Text provided:
For computational efficiency, the aquifer model can be extended by attaching an analytic aquifer, which is a widely applied concept in reservoir engineering. The model can be constructed by focusing on the area of review where the injected CO2 plume migrates or remains. The outside of the model interacts with the numerical model, communicating the pressure by flowing aquifer brine only. The properties of the analytical aquifer are listed in Table 3. The Carter–Tracy aquifer model [34] was adopted as an analytic model, and the influence function assumed that the radius of the analytic aquifer was twice that of the numerical aquifer.

3.4. CO2 Injection Scenarios

For a comparative analysis of the CO2 capacity, six scenarios in Table 4 were defined in combination with CO2 injection and brine production. The first two cases were designed to investigate the effects of the injector location on CO2 storage. The location of the CO2 injector is illustrated in Figure 5. The location of the lower injector is below the substructure, which can be filled first with CO2. The upper injector is located within the main structure immediately below the cap rock. The following four cases were designed to optimize the injection schemes with brine production. CASE 3 applies pre-injection brine production using a single dual-mode well. Brine production and CO2 injection were performed sequentially in the same well. The last three cases were designed to analyze the effects of the producer location as shown in Figure 6. The schemes involve CO2 simultaneous injection with brine production. CASE 4 has a brine producer in opposite direction of the migration pathway. CASE 5 is a revised case of CASE 4 by moving the location of the brine producer close to the migration pathway. The location of the brine producer in CASE 6 is under the crest of the substructure which is sufficient distance apart from the migration pathway. Additionally, the permeability of the completion intervals of CASE 5 and 6 was much higher than that of CASE 4.
The injection condition was to inject CO2 at a constant rate of 2 Mt/year. When the reference pressure reaches the fracture pressure, CO2 injection ceases by shut-in. The production condition is a constant rate of production with a lower limit of bottom-hole pressure. The producer was set to produce water at 5000 m3/day to maintain a bottom-hole pressure higher than 5 MPa. For the cases of simultaneous brine production, brine production stops just before CO2 reaches the brine producers.

4. Results and Discussion

The pressure management strategy was optimized by comparing cases with various combinations of injectors and producers to meet the following requirements. The formation pressure does not exceed the threshold pressure for the fracturing pressure of the cap rock. The injected CO2 was not produced by brine production. The injected CO2 can be trapped in the structure as much as possible, particularly in the substructure, by steering the CO2 plume.

Do this: Echo word for word the part of the CO2 storage text that begins at the words "4. Results and" and stops after "the CO2 plume.".

Extracted data entries:
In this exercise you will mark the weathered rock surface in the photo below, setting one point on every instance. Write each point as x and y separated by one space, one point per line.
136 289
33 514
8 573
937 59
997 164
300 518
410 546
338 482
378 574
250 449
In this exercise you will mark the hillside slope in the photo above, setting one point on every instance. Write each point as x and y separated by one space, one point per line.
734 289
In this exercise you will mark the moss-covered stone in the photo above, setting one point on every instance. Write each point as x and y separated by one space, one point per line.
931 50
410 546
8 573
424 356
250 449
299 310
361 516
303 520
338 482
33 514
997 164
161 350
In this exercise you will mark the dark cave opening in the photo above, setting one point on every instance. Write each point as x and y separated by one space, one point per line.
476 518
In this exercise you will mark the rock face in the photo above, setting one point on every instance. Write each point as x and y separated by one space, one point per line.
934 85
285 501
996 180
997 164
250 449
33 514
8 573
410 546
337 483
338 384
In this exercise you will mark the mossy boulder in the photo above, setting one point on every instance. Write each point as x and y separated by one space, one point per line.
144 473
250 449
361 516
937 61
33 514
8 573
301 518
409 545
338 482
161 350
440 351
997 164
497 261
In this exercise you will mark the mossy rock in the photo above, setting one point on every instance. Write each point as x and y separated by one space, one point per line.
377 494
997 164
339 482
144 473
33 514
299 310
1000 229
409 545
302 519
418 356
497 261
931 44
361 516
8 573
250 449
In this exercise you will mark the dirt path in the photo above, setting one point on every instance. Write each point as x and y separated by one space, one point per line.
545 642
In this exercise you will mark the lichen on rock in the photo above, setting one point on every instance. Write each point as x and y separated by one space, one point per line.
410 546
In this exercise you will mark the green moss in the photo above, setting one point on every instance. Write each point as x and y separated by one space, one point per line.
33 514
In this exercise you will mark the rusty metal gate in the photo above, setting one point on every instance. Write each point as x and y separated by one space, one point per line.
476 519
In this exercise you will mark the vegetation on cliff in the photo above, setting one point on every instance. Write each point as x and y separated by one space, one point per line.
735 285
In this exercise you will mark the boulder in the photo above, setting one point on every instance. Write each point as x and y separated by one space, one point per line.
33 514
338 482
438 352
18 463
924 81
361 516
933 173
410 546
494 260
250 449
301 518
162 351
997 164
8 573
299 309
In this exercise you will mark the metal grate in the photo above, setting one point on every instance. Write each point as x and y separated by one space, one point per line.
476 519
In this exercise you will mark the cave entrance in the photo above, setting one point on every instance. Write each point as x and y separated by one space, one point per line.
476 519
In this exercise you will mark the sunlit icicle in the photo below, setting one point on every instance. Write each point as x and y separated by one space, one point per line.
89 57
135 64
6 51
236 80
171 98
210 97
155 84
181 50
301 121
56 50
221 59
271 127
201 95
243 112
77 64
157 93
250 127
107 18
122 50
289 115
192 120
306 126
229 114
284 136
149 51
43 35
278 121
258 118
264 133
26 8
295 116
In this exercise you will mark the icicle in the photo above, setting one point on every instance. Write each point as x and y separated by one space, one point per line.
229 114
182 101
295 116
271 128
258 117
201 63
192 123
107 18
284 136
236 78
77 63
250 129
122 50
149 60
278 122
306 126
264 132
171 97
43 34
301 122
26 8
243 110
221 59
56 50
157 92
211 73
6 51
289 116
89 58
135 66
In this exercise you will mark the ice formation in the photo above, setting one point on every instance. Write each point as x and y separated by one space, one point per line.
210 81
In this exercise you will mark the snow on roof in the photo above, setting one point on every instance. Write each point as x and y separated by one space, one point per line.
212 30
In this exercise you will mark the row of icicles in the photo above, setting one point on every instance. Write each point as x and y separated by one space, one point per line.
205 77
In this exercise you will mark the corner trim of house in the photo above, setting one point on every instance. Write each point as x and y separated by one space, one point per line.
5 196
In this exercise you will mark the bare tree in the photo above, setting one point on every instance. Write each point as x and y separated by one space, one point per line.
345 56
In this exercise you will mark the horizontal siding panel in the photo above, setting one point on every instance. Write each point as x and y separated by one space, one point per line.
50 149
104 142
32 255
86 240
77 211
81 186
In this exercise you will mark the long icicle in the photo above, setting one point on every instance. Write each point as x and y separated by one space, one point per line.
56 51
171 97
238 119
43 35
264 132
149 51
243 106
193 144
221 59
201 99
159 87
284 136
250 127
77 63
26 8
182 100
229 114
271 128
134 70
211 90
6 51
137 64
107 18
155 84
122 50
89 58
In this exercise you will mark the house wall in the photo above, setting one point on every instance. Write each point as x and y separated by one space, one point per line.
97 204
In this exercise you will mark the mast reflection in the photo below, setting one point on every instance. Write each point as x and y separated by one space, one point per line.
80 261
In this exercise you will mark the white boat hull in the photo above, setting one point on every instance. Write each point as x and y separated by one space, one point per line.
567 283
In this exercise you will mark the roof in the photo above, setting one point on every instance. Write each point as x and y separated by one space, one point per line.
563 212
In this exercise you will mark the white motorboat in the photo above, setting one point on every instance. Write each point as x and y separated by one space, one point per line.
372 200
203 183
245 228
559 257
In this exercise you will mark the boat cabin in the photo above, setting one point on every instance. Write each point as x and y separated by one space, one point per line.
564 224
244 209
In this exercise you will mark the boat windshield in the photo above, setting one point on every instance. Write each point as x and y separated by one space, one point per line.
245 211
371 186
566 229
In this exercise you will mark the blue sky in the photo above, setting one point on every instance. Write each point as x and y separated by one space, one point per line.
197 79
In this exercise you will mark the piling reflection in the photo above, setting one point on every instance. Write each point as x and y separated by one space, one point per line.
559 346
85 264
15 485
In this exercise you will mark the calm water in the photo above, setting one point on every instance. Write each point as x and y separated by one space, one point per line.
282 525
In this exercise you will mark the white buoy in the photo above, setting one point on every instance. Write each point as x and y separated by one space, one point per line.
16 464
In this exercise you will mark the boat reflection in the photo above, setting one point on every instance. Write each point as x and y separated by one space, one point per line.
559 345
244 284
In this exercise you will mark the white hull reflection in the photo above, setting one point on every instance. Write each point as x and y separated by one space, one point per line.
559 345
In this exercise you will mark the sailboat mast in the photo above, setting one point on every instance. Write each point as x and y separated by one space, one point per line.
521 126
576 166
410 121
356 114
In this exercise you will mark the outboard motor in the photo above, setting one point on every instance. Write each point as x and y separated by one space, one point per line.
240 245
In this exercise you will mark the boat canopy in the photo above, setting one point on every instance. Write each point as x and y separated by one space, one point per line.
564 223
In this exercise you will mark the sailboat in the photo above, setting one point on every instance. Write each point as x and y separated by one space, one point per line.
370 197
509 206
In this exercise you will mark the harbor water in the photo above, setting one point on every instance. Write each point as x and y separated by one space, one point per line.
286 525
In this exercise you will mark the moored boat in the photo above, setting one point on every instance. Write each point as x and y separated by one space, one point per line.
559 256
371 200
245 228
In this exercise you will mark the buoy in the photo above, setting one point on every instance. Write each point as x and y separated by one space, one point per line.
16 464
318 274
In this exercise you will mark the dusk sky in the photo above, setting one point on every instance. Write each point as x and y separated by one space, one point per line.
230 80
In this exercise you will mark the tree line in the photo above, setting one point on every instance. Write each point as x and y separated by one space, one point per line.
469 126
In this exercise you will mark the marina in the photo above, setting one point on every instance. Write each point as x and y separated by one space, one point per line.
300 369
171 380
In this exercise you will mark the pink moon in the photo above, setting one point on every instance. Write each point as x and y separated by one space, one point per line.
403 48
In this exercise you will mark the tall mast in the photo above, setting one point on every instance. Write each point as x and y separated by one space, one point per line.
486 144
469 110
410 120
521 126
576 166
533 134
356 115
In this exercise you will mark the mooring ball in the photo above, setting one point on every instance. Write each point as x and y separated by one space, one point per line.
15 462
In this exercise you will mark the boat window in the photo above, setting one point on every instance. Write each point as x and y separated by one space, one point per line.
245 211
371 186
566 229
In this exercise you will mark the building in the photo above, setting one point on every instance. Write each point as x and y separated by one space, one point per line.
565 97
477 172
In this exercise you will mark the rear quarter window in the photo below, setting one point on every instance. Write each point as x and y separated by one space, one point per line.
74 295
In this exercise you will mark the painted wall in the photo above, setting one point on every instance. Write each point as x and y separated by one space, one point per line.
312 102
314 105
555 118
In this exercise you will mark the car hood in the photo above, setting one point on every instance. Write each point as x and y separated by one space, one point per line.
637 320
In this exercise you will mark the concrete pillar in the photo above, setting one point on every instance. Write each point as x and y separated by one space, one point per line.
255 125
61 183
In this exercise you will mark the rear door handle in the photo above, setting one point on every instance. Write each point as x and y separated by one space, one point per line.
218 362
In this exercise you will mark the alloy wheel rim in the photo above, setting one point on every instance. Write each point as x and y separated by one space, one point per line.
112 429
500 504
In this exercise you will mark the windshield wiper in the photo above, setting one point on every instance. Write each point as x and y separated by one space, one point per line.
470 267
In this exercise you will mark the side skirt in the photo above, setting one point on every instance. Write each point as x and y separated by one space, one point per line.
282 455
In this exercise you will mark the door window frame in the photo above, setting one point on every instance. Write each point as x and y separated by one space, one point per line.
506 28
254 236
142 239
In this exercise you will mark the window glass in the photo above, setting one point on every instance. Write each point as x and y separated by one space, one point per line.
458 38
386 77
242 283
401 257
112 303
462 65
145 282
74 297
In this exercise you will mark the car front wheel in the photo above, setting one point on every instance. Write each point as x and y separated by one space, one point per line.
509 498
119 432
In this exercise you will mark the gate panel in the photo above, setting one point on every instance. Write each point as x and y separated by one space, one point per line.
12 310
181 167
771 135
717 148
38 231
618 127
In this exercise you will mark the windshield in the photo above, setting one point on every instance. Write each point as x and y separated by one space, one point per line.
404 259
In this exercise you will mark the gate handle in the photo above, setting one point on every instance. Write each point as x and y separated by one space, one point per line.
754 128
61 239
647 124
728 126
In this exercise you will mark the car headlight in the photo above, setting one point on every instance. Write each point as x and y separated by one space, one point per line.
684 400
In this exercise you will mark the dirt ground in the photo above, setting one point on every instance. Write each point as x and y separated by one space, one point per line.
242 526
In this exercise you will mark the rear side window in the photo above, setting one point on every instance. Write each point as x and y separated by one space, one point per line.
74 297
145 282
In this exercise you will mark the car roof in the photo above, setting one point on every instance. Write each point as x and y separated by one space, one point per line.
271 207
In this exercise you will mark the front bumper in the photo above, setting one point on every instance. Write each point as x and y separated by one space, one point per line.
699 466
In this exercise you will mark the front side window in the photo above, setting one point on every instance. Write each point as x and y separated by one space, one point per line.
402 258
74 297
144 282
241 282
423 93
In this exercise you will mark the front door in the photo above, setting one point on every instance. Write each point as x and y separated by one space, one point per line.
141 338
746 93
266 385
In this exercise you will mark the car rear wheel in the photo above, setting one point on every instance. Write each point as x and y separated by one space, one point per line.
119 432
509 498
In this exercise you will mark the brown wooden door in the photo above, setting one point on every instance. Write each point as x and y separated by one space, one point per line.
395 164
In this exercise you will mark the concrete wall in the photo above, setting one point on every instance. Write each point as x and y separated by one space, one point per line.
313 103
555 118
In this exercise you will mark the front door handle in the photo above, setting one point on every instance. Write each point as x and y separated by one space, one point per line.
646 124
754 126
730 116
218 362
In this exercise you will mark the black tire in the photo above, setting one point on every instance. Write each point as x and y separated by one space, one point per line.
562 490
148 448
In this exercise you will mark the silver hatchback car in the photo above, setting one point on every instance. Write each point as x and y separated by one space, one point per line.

Result for this exercise:
4. Results and Discussion

The pressure management strategy was optimized by comparing cases with various combinations of injectors and producers to meet the following requirements. The formation pressure does not exceed the threshold pressure for the fracturing pressure of the cap rock. The injected CO2 was not produced by brine production. The injected CO2 can be trapped in the structure as much as possible, particularly in the substructure, by steering the CO2 plume.